Recorded information:
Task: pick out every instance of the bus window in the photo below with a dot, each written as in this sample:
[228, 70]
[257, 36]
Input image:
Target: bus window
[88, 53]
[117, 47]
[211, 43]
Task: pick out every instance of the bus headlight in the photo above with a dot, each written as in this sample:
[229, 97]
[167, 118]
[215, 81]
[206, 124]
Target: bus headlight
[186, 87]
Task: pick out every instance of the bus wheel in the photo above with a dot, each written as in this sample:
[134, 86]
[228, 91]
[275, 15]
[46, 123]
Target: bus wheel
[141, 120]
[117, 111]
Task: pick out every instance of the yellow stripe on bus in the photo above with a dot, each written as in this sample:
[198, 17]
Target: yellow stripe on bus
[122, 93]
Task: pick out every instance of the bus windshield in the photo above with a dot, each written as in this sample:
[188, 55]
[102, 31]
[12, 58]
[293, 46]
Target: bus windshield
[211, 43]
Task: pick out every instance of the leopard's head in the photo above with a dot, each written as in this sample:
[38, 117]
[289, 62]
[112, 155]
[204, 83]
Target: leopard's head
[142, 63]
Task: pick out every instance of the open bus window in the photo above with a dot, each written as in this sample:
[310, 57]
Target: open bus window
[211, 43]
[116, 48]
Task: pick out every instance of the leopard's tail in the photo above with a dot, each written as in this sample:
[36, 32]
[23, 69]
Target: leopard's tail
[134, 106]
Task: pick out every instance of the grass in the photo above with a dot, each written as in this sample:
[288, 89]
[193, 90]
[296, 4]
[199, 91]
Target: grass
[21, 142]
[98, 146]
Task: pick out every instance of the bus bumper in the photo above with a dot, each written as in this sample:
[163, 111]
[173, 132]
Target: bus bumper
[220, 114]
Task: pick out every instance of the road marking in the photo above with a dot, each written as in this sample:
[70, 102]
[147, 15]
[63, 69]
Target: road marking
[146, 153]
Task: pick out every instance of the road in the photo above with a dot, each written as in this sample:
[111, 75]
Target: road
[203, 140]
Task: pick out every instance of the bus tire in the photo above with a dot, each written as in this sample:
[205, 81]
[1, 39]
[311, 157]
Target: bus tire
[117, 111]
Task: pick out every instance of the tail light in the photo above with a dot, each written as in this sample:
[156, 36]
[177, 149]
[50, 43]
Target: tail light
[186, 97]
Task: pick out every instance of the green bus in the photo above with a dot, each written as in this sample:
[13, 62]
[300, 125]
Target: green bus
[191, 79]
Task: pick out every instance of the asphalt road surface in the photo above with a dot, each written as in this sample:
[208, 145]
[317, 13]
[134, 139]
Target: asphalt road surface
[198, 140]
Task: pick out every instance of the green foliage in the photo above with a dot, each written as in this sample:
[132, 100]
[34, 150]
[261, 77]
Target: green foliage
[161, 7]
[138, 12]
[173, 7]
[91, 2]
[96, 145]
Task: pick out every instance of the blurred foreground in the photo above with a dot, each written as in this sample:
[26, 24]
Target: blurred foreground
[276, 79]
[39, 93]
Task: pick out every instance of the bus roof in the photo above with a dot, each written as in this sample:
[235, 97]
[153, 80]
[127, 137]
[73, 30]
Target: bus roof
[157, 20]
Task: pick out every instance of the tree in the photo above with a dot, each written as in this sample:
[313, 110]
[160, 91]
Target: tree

What this task involves: The answer must consist of every line in the records above that contains the word "tree".

Reply:
Task: pick out every instance of the tree in the photo above with a dot, each written as in this sample:
Target: tree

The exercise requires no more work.